Records drawn from a data source:
====

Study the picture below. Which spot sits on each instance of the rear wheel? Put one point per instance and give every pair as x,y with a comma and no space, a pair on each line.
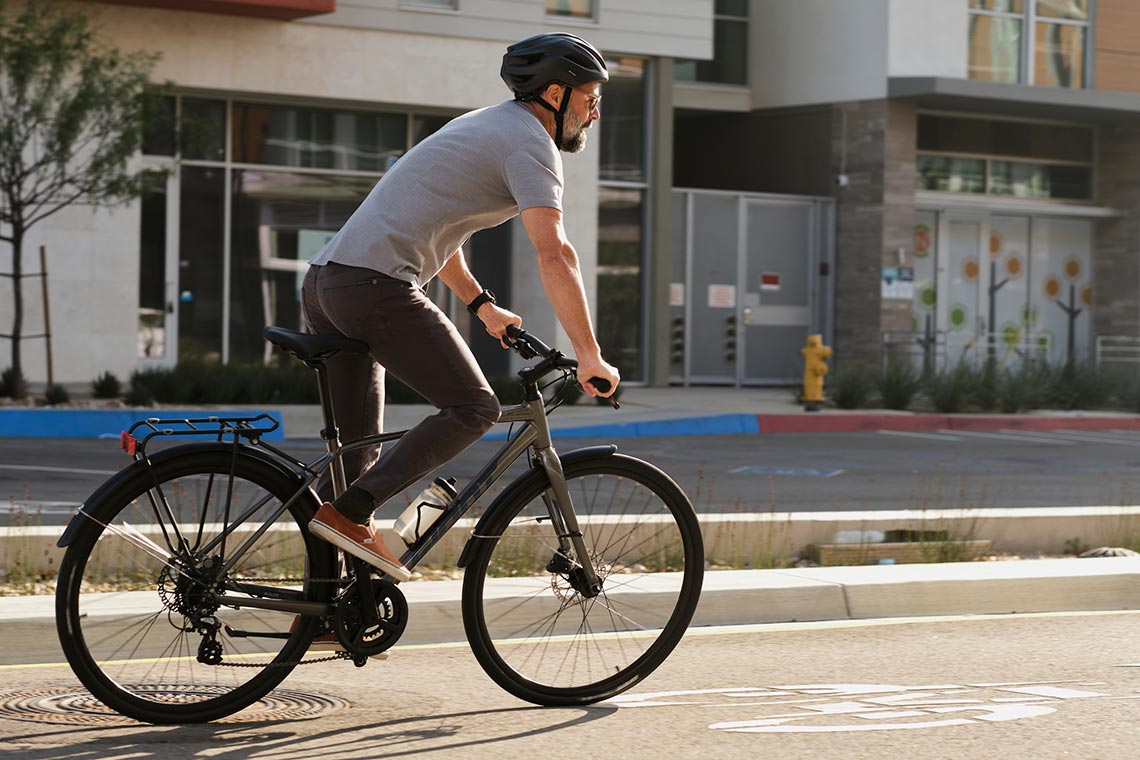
138,615
528,614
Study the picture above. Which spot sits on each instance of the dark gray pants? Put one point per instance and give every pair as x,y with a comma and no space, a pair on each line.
410,337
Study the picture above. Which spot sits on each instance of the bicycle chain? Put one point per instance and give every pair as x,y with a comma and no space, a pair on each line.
288,663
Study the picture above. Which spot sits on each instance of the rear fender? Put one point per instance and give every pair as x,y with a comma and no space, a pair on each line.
120,480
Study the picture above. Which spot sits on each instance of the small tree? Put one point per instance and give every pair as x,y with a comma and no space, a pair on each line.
71,117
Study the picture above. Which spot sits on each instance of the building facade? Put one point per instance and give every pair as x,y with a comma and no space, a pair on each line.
949,177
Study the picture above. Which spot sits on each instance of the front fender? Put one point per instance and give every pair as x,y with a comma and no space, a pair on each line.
521,481
124,475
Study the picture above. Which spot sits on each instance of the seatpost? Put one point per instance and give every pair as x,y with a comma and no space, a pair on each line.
330,434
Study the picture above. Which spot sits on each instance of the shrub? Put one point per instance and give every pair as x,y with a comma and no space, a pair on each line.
56,393
898,383
1079,385
851,386
13,384
949,387
983,385
106,386
1024,387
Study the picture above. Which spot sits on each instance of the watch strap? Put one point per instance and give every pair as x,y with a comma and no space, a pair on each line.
486,296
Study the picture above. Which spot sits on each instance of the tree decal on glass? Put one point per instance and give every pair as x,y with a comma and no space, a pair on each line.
1053,288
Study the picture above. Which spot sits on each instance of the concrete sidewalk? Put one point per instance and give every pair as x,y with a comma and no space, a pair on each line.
768,596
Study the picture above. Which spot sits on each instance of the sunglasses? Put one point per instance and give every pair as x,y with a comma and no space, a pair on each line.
592,100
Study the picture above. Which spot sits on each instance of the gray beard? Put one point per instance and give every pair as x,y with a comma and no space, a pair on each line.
576,144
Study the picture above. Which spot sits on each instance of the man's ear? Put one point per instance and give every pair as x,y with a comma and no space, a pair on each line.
553,94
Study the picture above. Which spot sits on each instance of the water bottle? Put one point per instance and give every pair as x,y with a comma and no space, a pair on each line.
425,509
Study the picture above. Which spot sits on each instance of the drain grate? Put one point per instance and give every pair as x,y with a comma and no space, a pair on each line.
62,705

====

• TASK REQUIREMENTS: Return every one of the records above word for word, leaving out the pictures.

• RESPONSE:
Study the picture below. Which spot sits on each instance of the rear wheel? Put one point per instance and give every pair as x,y with a comma and no space, a pair on each line.
138,615
528,614
Study the picture above. Which spot sits on each instance of the dark gray pants? Put one point per instance and give every pair as x,y with a comma and no space, a pair on each line.
410,337
Study the picture above. Which spot sits on each instance of the bicycle chain? Put one point per instance and give every pair as x,y with a comma and no space, a pair on each line.
288,663
Study the picture above. Which spot sits on each instance of the rear fender? Put one point per instance and give every pair as x,y with a comma and no space, a pair on each line.
120,480
Study the picture above. Which spot sits on each instance of the small tree? Put one point per instance and give every pair as x,y with a comma and no space, a pair on each line.
71,117
Study the picture above. Which spot sits on each instance of the building facade? Put one point per instance and give every pair as x,y with a comma and no space, a pair on each line.
949,177
Study the picture above. Which spot sits on each instance of the front fender? Put one point per instance and give every pair as x,y with a comma and no space, a pair on each line.
521,481
124,475
Study the picture above. Which spot sits on each instance of the seatpost? Put one point per instance and give every pair as x,y with a comma and no space, a pair on each line.
330,434
Study the picture above. Which spot sits on each instance of the shrub? Put one point per instance and give every pair as x,y with a comma and no space, a pair on each line.
56,393
898,383
1079,385
851,386
13,384
949,387
983,385
106,386
1024,387
Study the picture above. Which spot sits on each instance of the watch strap? Put one point per instance and give every pair as x,y with a comma and no space, a pair on each line.
486,296
Study the picture above. Which spot sits on each instance of the tree decal on glass? Put one point per instance and give every pair as x,y with a comma and no space, a pair on each line.
1053,288
Study the picture above. Which spot sits on each instance of the concrete sidewalk? Put one point per instance and give every pair as x,y with a comma and no space, a pair on each line.
768,596
Study the picture above. Which spot sits on each instance of the sunglasses? Put one point per instance and give every pair as x,y with a comma and no space, a pair on each line.
592,100
Study the picture above. Which spot sits on each instance of the gray beard? Put one point per instance and give every pair as x,y with a comma and no space, a pair on each line.
576,144
Study the picture above. Which spot sits on each instance of the man's ear? Put one point per instance and give every pair as x,y with a comma and no space, a pair on each line.
553,94
Study the picture above. Which spot sits on each instance of the water bottle? Put one point per instance and give every pair as x,y with a comma and no space, a pair on each line.
425,509
Study the picture above. Which spot sits on each instance of the drain grate? Put one point per instance and give every pair as x,y with a comma and no space, a pair on each line.
62,705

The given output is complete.